>> start Task material

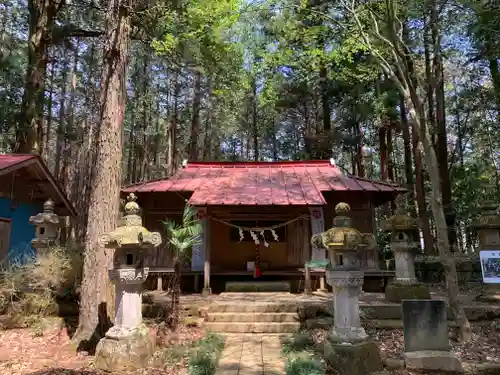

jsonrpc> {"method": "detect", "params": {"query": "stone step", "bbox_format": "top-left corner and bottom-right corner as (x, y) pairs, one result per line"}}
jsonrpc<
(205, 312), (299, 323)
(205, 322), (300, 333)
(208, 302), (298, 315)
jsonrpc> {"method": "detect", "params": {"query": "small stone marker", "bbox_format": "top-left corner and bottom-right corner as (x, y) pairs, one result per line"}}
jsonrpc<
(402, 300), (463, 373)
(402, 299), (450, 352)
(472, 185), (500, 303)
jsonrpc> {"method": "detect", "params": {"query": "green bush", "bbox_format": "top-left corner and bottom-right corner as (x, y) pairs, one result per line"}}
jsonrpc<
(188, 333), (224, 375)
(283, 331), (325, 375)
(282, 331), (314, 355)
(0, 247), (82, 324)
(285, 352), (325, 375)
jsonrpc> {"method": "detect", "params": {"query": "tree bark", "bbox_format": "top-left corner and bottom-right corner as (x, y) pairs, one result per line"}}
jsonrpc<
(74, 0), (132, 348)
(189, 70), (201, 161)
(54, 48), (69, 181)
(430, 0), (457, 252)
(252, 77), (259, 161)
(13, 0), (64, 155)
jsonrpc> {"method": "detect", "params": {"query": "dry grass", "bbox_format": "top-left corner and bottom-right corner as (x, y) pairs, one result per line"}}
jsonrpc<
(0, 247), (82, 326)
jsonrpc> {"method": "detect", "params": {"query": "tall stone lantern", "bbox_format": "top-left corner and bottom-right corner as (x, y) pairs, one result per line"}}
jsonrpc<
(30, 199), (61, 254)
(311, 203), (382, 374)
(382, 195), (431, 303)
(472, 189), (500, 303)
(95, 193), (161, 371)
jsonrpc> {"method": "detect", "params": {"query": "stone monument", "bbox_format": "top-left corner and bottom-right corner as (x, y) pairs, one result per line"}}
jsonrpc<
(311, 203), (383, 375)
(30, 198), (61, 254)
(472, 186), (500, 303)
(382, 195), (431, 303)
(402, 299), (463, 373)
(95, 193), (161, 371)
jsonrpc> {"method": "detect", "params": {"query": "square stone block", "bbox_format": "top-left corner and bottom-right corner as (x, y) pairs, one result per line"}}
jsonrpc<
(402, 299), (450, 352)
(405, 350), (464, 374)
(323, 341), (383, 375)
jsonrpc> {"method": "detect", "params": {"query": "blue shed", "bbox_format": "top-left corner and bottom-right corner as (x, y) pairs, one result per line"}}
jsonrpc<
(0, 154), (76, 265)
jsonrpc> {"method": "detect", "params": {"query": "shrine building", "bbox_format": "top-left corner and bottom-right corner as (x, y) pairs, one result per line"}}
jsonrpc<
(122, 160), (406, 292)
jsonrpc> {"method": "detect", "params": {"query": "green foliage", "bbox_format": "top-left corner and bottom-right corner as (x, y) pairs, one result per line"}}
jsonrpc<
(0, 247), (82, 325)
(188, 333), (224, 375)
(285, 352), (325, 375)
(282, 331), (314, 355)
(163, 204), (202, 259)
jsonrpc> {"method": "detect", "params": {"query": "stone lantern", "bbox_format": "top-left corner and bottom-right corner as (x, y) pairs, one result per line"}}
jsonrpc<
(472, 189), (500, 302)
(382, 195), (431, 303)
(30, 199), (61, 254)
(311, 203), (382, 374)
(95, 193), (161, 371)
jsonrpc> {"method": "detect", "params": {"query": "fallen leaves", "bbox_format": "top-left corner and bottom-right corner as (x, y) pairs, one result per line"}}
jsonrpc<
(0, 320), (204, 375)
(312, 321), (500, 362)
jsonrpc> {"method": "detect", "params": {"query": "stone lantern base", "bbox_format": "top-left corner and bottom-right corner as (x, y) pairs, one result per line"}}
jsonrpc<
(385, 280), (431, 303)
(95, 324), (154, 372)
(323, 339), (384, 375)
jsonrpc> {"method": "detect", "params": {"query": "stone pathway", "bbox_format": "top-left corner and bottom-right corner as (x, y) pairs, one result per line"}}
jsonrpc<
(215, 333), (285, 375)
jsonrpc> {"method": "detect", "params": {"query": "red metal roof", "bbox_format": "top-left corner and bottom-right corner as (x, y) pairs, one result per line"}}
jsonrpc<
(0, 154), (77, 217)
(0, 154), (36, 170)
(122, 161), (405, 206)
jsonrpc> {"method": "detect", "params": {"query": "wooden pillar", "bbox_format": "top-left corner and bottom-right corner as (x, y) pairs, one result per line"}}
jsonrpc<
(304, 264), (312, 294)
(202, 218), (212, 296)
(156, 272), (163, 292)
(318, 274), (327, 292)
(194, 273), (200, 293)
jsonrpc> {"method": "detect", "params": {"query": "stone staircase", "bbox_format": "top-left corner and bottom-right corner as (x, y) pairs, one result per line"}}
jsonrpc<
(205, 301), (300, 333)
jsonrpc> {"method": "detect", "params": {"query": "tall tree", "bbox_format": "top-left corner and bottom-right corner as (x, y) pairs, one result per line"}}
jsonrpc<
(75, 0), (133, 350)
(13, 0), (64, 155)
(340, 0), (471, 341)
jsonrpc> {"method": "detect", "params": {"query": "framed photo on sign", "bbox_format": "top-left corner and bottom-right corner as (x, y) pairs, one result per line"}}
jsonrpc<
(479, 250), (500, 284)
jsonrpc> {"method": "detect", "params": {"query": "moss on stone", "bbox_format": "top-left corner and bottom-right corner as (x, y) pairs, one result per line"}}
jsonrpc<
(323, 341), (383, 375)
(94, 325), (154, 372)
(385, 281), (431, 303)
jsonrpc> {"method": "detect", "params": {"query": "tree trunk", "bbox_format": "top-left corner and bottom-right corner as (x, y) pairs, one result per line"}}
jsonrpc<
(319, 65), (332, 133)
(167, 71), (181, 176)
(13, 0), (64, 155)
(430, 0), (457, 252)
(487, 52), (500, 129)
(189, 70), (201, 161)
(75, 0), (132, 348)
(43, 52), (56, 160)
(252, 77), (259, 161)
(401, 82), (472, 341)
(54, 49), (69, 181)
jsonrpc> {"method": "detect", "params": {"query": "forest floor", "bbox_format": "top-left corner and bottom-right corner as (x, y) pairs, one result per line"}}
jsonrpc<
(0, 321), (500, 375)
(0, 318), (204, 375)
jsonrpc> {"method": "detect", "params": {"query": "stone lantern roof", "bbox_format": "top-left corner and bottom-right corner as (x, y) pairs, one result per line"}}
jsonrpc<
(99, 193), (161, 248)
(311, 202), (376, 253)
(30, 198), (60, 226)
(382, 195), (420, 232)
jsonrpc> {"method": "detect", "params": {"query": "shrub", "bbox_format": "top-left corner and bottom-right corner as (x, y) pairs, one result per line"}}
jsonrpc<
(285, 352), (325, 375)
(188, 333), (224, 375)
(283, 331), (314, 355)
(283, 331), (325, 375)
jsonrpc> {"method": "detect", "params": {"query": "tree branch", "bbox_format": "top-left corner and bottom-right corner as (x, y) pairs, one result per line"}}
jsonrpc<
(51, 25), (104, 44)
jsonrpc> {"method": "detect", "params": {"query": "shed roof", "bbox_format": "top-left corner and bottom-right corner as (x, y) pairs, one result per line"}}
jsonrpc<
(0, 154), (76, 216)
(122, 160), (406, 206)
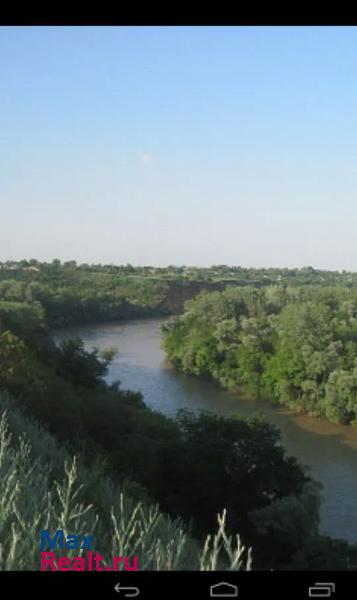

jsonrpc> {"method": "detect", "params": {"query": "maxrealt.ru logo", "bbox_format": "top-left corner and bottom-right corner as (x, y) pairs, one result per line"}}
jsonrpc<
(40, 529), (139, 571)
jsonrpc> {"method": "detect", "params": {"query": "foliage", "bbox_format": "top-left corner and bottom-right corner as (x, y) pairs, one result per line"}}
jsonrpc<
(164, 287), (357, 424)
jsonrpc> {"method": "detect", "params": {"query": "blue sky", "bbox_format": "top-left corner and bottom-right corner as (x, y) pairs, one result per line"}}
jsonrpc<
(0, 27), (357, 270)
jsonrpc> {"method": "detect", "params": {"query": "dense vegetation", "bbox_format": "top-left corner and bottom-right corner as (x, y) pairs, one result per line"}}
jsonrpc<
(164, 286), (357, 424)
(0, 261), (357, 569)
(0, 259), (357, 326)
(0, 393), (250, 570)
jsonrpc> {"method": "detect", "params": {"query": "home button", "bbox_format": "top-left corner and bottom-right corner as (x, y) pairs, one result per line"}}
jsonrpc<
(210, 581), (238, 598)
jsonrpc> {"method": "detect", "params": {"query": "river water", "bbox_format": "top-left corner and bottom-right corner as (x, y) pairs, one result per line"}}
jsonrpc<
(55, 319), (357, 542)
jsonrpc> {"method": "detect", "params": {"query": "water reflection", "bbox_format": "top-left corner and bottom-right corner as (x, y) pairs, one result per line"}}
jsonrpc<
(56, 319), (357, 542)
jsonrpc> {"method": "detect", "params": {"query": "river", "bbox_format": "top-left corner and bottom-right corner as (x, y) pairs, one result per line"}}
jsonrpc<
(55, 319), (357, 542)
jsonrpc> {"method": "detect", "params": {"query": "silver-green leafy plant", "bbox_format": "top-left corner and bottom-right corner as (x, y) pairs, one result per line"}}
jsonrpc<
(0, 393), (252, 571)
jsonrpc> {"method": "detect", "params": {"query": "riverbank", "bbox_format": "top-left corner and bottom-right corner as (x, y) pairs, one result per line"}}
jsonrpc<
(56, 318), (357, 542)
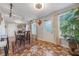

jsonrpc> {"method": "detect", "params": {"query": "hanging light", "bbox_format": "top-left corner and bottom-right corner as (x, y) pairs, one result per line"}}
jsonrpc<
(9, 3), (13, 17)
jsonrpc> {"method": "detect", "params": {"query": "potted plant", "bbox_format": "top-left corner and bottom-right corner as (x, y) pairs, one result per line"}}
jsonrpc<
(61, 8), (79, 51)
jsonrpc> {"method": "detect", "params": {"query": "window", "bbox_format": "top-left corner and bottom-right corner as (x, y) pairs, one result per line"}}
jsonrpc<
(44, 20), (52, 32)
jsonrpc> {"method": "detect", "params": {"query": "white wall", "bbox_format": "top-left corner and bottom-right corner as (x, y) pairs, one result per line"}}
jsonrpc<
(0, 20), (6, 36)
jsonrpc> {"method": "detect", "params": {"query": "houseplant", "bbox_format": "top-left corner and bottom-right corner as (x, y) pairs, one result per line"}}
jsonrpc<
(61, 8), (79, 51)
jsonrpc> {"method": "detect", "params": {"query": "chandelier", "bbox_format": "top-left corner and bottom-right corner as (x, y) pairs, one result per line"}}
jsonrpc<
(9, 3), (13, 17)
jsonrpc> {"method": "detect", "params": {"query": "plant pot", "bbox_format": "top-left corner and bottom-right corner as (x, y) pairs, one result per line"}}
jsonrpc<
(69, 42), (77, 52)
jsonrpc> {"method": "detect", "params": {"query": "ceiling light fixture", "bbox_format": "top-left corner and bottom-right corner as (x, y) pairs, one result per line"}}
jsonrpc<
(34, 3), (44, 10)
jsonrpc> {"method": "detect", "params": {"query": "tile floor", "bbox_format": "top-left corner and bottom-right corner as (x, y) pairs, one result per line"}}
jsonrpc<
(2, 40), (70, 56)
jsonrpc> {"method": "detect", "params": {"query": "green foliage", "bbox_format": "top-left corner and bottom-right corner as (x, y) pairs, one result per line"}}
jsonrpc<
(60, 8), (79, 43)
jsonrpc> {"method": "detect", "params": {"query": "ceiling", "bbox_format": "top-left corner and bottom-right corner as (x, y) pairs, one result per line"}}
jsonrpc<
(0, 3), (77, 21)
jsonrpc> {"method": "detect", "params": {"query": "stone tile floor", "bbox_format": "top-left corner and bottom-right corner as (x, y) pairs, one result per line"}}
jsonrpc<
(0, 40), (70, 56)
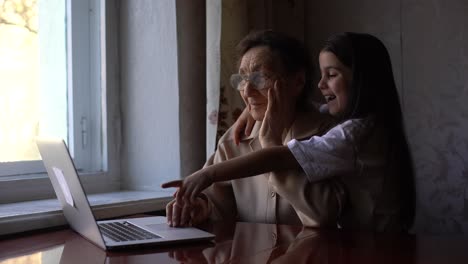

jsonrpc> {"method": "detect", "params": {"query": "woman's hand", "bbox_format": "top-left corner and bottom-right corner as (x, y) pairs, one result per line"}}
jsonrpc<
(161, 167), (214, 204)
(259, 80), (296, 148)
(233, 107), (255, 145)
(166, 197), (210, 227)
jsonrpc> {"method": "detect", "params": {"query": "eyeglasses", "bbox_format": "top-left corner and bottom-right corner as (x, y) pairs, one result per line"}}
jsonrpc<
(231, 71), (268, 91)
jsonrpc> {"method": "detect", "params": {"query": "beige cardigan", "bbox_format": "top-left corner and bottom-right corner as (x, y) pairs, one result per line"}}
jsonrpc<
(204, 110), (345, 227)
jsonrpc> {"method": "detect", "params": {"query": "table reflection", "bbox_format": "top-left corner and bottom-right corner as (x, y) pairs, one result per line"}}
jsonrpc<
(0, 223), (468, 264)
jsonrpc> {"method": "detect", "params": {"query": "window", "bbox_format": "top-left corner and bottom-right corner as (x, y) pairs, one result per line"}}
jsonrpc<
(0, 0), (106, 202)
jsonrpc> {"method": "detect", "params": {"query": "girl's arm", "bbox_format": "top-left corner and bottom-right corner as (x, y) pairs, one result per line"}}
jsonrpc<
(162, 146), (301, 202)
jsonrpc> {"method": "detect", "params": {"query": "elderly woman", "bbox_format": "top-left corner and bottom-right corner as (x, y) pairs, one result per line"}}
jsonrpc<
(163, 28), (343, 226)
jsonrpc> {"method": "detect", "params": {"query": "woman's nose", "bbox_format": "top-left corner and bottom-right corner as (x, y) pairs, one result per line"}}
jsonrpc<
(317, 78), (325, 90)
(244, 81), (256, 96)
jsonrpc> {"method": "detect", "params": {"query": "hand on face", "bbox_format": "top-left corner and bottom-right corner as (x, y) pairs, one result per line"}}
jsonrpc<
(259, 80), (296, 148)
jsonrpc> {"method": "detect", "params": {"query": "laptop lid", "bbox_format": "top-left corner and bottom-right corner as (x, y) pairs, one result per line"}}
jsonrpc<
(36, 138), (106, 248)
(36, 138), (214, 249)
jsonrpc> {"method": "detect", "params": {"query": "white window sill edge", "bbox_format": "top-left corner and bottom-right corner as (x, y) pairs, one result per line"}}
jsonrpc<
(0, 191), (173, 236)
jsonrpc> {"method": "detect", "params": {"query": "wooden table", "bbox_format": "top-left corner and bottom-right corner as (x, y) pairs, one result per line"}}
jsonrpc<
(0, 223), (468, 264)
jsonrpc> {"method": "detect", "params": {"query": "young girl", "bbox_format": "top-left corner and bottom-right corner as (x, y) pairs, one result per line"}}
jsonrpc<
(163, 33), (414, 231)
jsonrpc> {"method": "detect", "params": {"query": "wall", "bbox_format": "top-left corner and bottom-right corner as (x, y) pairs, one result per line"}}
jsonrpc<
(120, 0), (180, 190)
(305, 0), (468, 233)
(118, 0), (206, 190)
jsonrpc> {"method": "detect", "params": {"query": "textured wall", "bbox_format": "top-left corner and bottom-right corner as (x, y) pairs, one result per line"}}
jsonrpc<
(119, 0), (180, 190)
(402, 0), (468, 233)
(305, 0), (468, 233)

>> end Task material

Copy everything from the start of the lines down to the one containing "(208, 302), (298, 315)", substituting "stone stair" for "stone step" and leaving all else unchanged. Omit the picture from your copy.

jsonrpc> {"method": "detect", "params": {"query": "stone stair", "bbox_format": "top-left corner and bottom-right corner as (x, y) pairs, one result per line"}}
jsonrpc<
(205, 312), (299, 323)
(205, 322), (300, 333)
(208, 302), (298, 315)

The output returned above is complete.